>> Begin

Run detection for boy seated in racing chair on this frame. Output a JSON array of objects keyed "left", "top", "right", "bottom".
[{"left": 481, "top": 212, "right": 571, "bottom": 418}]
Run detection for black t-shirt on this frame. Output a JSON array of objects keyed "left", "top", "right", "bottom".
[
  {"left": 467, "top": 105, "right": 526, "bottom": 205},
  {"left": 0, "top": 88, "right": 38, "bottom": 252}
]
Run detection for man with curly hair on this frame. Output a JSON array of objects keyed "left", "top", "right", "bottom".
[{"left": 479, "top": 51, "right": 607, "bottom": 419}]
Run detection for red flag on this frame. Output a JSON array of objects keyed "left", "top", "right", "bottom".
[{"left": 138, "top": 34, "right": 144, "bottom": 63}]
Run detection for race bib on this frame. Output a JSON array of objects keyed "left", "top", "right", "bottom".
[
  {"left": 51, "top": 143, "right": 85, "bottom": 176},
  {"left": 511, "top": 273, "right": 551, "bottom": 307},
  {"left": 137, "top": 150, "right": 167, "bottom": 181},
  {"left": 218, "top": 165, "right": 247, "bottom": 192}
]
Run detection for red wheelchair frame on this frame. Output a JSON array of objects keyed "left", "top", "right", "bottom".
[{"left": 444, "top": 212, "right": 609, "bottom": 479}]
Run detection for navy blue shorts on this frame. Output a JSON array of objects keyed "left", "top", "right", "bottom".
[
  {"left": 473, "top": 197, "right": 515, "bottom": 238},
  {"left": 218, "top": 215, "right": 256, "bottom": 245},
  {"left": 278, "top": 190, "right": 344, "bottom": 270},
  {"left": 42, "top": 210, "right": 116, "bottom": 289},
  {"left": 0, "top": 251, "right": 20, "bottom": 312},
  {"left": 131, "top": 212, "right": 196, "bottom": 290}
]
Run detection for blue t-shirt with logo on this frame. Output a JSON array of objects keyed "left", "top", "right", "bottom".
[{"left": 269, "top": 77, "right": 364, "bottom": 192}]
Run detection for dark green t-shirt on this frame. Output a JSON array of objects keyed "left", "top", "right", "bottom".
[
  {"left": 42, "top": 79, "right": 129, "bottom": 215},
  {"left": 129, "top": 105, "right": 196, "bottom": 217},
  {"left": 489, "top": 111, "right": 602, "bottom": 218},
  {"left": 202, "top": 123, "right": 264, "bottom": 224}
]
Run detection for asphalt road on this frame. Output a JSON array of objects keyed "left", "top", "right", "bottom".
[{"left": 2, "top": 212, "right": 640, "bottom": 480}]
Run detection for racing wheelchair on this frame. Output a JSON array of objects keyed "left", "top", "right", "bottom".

>> End

# Task to carry out
Reproduce the whole listing above word for word, keeping every line in its original order.

# Complete response
Run detection for boy seated in racing chair on this frame. Output a JSON array of objects keyed "left", "top", "right", "bottom".
[{"left": 481, "top": 212, "right": 571, "bottom": 418}]
Run detection for black t-shirt on this frame. Output a JSON array of objects keyed "left", "top", "right", "bottom".
[
  {"left": 467, "top": 105, "right": 526, "bottom": 205},
  {"left": 0, "top": 88, "right": 38, "bottom": 252}
]
Run detection for man with curly hair on this frame. Output a JSON array of objects keyed "left", "top", "right", "bottom".
[{"left": 479, "top": 51, "right": 607, "bottom": 419}]
Run detection for red flag on this frame. Output a JSON array of objects keyed "left", "top", "right", "bottom".
[{"left": 138, "top": 34, "right": 144, "bottom": 63}]
Run detection for race bib on this frame. Output a JSON array of objects keyed "left", "top", "right", "bottom".
[
  {"left": 51, "top": 143, "right": 85, "bottom": 176},
  {"left": 511, "top": 273, "right": 551, "bottom": 307},
  {"left": 137, "top": 150, "right": 167, "bottom": 181},
  {"left": 218, "top": 165, "right": 247, "bottom": 192}
]
Run detection for red wheelchair frame on this frame. Output a JSON array of objects keyed "left", "top", "right", "bottom".
[{"left": 444, "top": 212, "right": 609, "bottom": 479}]
Run detection for navy blue shorts on this frame. Output a JSON array of objects keyed "left", "top", "right", "bottom".
[
  {"left": 473, "top": 197, "right": 515, "bottom": 238},
  {"left": 218, "top": 215, "right": 256, "bottom": 245},
  {"left": 278, "top": 190, "right": 344, "bottom": 270},
  {"left": 42, "top": 210, "right": 116, "bottom": 289},
  {"left": 0, "top": 251, "right": 20, "bottom": 312},
  {"left": 131, "top": 212, "right": 196, "bottom": 290}
]
Run detection for blue t-shirt with logo on this frame. Output a JSON array of objects keyed "left", "top", "right", "bottom".
[{"left": 269, "top": 77, "right": 364, "bottom": 192}]
Run detection for dark green t-shirt on this frame. Output a JSON array of objects keyed "left", "top", "right", "bottom".
[
  {"left": 42, "top": 79, "right": 129, "bottom": 215},
  {"left": 129, "top": 105, "right": 196, "bottom": 217},
  {"left": 489, "top": 111, "right": 602, "bottom": 218},
  {"left": 202, "top": 123, "right": 264, "bottom": 224}
]
Run detection for asphalt road on this frame. Output a JSON array of objects keyed "left", "top", "right", "bottom".
[{"left": 2, "top": 212, "right": 640, "bottom": 480}]
Run detection for racing wheelchair on this frame. Output a JSON array of objects keyed "left", "top", "right", "bottom".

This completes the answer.